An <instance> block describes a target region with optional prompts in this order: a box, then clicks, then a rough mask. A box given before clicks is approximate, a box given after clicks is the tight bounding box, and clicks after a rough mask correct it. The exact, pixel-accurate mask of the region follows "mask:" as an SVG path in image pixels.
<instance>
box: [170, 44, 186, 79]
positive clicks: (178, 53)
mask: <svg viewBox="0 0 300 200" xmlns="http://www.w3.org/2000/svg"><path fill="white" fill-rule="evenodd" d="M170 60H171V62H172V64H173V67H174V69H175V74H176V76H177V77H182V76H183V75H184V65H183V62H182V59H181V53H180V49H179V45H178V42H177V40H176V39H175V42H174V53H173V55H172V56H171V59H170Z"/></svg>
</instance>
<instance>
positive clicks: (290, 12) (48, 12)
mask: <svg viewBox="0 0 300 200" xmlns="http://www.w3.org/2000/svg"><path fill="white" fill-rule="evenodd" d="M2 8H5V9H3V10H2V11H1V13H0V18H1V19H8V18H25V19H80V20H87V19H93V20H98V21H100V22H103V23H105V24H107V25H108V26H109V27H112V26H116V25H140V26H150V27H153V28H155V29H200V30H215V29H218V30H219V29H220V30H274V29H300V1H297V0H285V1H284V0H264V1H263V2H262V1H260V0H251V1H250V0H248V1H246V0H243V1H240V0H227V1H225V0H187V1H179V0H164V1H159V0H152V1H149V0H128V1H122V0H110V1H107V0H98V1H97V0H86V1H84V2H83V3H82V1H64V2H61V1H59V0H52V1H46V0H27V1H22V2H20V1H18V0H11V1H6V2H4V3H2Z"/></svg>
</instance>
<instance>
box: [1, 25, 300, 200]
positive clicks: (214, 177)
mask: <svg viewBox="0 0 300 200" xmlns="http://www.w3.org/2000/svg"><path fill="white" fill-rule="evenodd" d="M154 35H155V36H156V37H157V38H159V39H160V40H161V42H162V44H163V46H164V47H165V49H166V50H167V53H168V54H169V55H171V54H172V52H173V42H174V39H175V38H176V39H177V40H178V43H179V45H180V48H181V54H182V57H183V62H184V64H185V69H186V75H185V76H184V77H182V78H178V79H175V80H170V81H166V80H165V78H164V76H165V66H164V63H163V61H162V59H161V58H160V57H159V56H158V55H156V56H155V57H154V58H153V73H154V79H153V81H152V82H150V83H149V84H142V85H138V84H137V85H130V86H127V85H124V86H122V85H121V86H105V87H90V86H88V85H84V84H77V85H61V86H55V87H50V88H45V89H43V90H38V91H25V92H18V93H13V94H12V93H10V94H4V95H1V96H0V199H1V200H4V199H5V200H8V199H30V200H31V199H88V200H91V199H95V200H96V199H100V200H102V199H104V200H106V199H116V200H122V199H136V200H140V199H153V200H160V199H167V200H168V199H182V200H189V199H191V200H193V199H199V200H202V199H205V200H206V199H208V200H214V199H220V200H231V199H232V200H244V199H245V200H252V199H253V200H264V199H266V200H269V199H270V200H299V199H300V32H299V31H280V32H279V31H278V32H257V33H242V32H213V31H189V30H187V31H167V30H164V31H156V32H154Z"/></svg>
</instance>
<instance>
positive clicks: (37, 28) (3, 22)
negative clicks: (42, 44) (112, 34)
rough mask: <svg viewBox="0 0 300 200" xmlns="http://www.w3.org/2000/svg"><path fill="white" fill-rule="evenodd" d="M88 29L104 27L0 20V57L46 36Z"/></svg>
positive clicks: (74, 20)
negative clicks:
+ + + +
→ **TASK GOAL**
Can you lay out every line above as a JSON list of strings, one string per line, with blank lines left out?

→ **YOUR RESPONSE**
[
  "An <instance> block describes a target region with optional prompts in this order: a box, then clicks, then a rough mask. A box given before clicks is approximate, a box given after clicks is the tight bounding box, and clicks after a rough mask correct it. The exact, pixel-accurate mask of the region follows \"mask:\" as an SVG path in image pixels.",
  "<instance>",
  "box: [170, 44, 186, 79]",
  "positive clicks: (178, 53)",
  "mask: <svg viewBox=\"0 0 300 200\" xmlns=\"http://www.w3.org/2000/svg\"><path fill=\"white\" fill-rule=\"evenodd\" d=\"M170 60H171V62H172V64H173V67H174V69H175V74H176V76H177V77H182V76H183V75H184V65H183V62H182V59H181V53H180V49H179V45H178V42H177V40H176V39H175V42H174V53H173V55H172V56H171V59H170Z\"/></svg>",
  "</instance>",
  "<instance>",
  "positive clicks: (290, 12) (48, 12)",
  "mask: <svg viewBox=\"0 0 300 200\" xmlns=\"http://www.w3.org/2000/svg\"><path fill=\"white\" fill-rule=\"evenodd\" d=\"M2 8H5V9H3V10H2V11H1V13H0V18H1V19H8V18H25V19H80V20H87V19H93V20H98V21H100V22H103V23H105V24H107V25H108V26H109V27H112V26H116V25H140V26H150V27H153V28H155V29H200V30H215V29H218V30H219V29H220V30H274V29H300V1H297V0H285V1H284V0H264V1H263V2H262V1H260V0H251V1H250V0H248V1H246V0H243V1H240V0H227V1H225V0H187V1H179V0H164V1H159V0H152V1H149V0H128V1H122V0H110V1H107V0H98V1H97V0H86V1H84V2H83V3H82V1H64V2H61V1H59V0H52V1H46V0H27V1H22V2H20V1H18V0H11V1H6V2H4V3H2Z\"/></svg>",
  "</instance>",
  "<instance>",
  "box: [1, 25, 300, 200]",
  "positive clicks: (214, 177)",
  "mask: <svg viewBox=\"0 0 300 200\" xmlns=\"http://www.w3.org/2000/svg\"><path fill=\"white\" fill-rule=\"evenodd\" d=\"M154 35H155V36H156V37H157V38H159V39H160V40H161V42H162V44H163V46H164V47H165V49H166V50H167V53H168V54H169V55H171V54H172V52H173V42H174V39H175V38H176V39H177V40H178V43H179V45H180V48H181V54H182V57H183V62H184V64H185V69H186V75H185V76H184V77H182V78H178V79H175V80H170V81H166V80H165V78H164V76H165V66H164V63H163V61H162V59H161V58H160V57H159V56H158V55H156V56H155V57H154V58H153V73H154V79H153V81H152V82H150V83H149V84H142V85H138V84H137V85H130V86H127V85H124V86H122V85H121V86H105V87H90V86H88V85H84V84H77V85H61V86H55V87H50V88H45V89H43V90H38V91H25V92H18V93H13V94H12V93H10V94H4V95H1V96H0V199H1V200H4V199H5V200H8V199H30V200H31V199H88V200H91V199H95V200H96V199H100V200H102V199H104V200H106V199H116V200H122V199H136V200H140V199H153V200H160V199H167V200H168V199H182V200H189V199H191V200H193V199H199V200H202V199H205V200H206V199H208V200H214V199H220V200H231V199H232V200H244V199H245V200H252V199H253V200H264V199H266V200H269V199H270V200H299V199H300V32H299V31H280V32H279V31H278V32H257V33H242V32H213V31H189V30H187V31H167V30H164V31H156V32H154Z\"/></svg>",
  "</instance>",
  "<instance>",
  "positive clicks: (37, 28) (3, 22)",
  "negative clicks: (42, 44) (112, 34)",
  "rough mask: <svg viewBox=\"0 0 300 200\" xmlns=\"http://www.w3.org/2000/svg\"><path fill=\"white\" fill-rule=\"evenodd\" d=\"M88 29L104 27L0 20V57L46 36Z\"/></svg>",
  "positive clicks: (74, 20)",
  "negative clicks:"
]